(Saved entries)
-------------------------
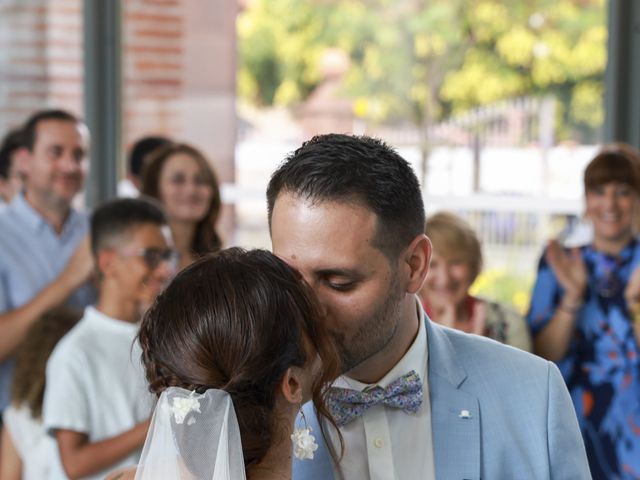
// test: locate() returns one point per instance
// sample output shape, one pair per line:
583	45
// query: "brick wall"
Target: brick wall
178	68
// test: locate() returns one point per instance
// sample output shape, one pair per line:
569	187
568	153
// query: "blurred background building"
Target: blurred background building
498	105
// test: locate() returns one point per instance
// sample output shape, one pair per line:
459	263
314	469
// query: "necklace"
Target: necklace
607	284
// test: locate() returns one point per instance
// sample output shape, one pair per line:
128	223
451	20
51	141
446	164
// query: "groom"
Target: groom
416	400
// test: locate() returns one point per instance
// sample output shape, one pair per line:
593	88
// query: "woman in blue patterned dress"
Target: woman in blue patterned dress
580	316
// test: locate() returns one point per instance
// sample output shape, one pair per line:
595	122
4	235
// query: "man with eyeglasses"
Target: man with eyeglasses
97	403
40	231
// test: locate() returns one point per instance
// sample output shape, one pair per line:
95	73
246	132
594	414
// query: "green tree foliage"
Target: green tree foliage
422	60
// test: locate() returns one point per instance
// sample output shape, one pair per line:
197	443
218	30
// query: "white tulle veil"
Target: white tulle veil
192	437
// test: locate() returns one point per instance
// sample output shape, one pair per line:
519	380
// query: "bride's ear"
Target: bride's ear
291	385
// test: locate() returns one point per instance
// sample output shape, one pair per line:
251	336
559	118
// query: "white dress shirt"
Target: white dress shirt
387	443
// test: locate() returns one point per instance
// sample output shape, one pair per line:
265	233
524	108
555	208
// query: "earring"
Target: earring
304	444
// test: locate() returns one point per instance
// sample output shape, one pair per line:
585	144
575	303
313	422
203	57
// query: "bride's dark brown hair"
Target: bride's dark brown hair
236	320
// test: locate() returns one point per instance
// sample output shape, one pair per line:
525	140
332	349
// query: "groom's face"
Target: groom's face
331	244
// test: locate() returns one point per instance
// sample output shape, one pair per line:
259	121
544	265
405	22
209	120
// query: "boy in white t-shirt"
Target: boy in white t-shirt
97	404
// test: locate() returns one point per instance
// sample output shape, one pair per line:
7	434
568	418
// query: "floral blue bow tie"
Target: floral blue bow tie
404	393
-------------------------
TASK BRIEF:
All the records above need to be given again word for word. Skip the pictures.

EXPECTED ANSWER:
// test: locate() returns one point per instance
// sample output shape, one pair per line:
583	45
// query: "brick wall"
Target: brick wall
178	68
// test: locate() returns one point per instance
// sample output shape, one pair per line:
569	187
568	153
// query: "blurred background building"
Target: blurred background building
498	105
// test: locate() returns one point per instance
// sample output shape, one pair per line:
459	263
314	469
// query: "necklace"
Target: necklace
607	284
// test: locate() returns one point per instance
// sample output shape, one pair per line:
128	223
451	20
51	141
446	164
// query: "groom"
Target: groom
416	400
// test: locate() returns one point per instance
// sample output shape, one pair per line:
593	88
// query: "woman in blue patterned dress"
Target: woman in blue patterned dress
580	316
// test: locate() returns one point per instance
// sample output shape, one pair per line:
595	122
4	235
// query: "man with eyeglasses"
Target: man with eyeglasses
97	403
40	231
// test: locate() returns one point per instance
// sample output shape, one pair per line:
95	73
246	132
594	414
// query: "green tree foliage"
Target: green tree foliage
422	60
// test: locate() returns one point per instance
// sample output shape, one pair per line:
197	443
218	30
// query: "white tulle veil"
Target: white tulle veil
192	437
// test: locate() returns one point per instance
// sample output shape, one pair per line:
519	380
// query: "bride's ear"
Target: bride's ear
291	385
// test: locate() returns one point per instance
// sample output shape, one pair per line:
251	336
559	118
// query: "white dress shirt"
Target: white dress shirt
387	443
// test: locate() returns one point per instance
// sample output shape, one pair per line:
265	233
524	108
555	208
// query: "earring"
Target: earring
304	444
// test: locate() returns one point per instance
// sample output shape, one pair per line:
585	144
575	303
313	422
203	57
// query: "bride's dark brown hair"
Target: bride's dark brown hair
236	320
// test: locate() returns one point per instance
// sample output shape, one pair per line:
525	140
332	349
// query: "groom's face"
Target: groom's face
331	244
// test: locate() returns one point per instance
// sample output shape, one pair per line:
259	121
544	265
405	22
209	120
// query: "boy in white t-shirt"
Target: boy in white t-shirt
97	404
// test: locate() returns one point per instance
// sample output shape, one pair per line:
7	434
568	418
// query: "floral blue bow tie"
Target: floral blue bow tie
404	393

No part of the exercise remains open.